Material provided:

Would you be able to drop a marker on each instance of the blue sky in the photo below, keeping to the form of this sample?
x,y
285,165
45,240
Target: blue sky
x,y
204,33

Exercise requirements: Repeat the data. Keep every word the same.

Task output:
Would you be able to drop a marker on each instance of the blue sky in the photo below, keeping to the form of this sample?
x,y
285,165
45,240
Target: blue sky
x,y
204,33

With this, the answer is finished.